* _GIVEN TASK_: Which lines in the records below contain the word "window"? Extract each of them.

**** ENTRIES SHOWN ****

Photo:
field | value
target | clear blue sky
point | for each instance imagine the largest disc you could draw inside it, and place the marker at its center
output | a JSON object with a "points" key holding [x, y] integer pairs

****
**** ENTRIES SHOWN ****

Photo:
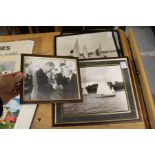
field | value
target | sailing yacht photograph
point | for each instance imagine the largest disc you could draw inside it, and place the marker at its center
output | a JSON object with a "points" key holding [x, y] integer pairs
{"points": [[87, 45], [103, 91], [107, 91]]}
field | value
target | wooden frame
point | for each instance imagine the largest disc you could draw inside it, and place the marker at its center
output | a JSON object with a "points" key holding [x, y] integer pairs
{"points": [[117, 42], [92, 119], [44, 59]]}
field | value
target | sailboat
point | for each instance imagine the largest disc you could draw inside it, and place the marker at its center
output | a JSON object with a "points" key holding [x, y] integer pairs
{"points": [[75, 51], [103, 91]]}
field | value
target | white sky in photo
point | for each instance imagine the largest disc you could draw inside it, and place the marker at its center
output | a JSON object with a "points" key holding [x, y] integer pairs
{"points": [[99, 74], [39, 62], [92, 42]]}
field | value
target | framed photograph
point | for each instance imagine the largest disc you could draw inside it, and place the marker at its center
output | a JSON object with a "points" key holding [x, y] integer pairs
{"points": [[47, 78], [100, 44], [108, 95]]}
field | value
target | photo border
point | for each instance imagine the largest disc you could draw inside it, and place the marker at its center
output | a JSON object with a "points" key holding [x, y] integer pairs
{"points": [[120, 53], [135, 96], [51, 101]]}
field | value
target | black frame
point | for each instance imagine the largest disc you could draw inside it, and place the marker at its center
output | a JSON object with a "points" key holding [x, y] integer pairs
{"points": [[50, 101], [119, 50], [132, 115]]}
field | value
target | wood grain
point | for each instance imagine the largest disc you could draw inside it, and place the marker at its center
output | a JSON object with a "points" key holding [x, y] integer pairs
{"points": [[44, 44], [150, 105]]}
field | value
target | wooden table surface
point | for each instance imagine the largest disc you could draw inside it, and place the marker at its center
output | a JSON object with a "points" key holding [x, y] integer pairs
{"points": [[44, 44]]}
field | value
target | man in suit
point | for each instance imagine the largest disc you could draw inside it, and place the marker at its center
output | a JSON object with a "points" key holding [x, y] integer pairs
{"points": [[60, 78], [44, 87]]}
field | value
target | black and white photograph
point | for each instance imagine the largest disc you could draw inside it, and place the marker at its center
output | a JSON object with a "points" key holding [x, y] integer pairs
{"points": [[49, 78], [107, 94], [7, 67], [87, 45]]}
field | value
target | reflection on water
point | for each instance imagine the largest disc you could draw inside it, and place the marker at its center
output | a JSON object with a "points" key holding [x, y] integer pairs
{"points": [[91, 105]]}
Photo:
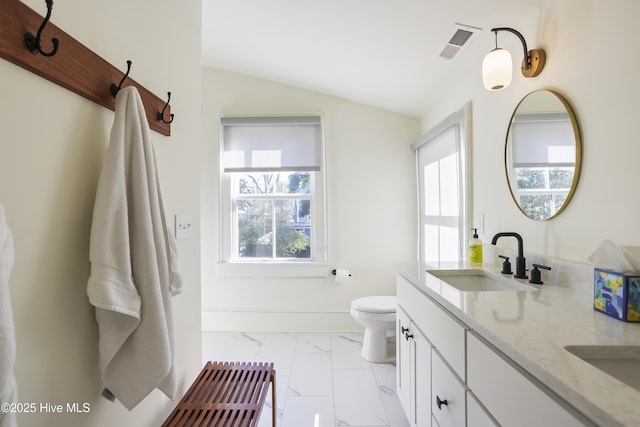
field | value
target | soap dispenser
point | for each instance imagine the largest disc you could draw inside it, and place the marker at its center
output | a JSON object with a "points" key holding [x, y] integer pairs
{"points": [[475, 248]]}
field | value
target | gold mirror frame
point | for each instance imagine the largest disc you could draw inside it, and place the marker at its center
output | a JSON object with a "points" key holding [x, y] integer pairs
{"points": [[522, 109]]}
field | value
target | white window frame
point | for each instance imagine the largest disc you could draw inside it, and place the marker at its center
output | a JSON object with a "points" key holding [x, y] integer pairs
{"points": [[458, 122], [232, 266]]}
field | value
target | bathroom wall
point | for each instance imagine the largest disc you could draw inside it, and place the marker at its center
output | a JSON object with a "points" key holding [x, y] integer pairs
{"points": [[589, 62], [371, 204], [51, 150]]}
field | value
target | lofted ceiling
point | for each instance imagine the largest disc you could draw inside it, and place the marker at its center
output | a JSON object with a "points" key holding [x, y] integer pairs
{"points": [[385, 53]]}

****
**** ENTRIES SHOWN ****

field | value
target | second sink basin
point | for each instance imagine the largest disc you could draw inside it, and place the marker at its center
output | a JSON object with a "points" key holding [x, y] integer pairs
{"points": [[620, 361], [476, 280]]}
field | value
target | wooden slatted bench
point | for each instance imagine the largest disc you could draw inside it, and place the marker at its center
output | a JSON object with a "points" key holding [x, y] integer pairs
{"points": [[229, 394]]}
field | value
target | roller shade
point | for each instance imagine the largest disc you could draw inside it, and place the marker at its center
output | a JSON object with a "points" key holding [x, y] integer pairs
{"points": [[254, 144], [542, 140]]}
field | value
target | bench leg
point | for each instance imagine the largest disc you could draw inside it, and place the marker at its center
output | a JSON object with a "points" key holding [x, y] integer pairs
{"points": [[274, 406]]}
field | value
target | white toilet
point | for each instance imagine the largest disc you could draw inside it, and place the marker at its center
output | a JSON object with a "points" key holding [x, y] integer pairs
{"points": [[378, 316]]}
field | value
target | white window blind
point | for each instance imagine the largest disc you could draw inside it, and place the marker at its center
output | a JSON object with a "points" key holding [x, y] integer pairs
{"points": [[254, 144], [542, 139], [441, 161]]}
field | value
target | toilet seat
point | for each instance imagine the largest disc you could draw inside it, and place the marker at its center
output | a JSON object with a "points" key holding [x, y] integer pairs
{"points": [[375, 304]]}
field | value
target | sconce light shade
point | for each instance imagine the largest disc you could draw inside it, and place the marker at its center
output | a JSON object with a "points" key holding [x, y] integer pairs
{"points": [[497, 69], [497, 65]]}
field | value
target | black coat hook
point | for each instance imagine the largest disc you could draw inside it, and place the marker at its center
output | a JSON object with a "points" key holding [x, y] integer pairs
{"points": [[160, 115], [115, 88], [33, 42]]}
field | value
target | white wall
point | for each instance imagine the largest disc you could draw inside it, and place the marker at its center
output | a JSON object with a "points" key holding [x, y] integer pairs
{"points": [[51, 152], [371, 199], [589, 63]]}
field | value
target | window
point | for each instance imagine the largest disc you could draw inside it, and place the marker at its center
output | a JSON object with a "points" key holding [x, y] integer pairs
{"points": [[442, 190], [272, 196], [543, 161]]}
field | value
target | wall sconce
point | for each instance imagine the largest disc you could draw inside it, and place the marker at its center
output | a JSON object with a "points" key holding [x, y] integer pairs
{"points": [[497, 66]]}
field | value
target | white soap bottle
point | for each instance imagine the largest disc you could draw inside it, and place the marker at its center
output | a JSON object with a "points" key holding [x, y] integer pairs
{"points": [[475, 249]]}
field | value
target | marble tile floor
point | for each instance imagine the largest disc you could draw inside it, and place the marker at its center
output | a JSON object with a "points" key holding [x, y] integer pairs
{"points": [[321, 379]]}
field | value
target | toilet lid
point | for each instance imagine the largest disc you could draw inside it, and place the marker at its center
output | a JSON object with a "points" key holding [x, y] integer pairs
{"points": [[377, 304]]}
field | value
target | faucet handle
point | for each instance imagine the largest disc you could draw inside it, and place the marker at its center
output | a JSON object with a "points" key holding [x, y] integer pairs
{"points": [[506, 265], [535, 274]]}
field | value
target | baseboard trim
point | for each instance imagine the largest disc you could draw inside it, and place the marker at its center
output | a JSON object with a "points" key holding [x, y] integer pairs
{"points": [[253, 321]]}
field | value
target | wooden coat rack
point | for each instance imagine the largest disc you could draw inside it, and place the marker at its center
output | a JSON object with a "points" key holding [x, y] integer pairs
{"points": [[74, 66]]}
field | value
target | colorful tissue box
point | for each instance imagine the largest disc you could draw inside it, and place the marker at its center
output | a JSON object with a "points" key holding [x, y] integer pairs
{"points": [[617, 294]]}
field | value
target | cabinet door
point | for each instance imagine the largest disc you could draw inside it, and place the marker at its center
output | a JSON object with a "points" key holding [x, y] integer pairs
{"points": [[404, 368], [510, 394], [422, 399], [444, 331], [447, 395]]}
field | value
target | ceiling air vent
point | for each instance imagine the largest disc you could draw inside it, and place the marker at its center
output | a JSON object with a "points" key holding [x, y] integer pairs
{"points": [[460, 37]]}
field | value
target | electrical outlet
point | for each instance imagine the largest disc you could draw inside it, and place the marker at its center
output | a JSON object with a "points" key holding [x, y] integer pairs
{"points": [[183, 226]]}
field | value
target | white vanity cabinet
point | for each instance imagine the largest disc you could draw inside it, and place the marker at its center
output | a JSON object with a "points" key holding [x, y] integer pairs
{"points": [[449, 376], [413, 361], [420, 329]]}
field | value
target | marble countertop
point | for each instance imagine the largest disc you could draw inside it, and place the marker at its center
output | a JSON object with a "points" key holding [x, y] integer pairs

****

* _ANSWER BELOW_:
target | white window frame
target | white window blind
target | window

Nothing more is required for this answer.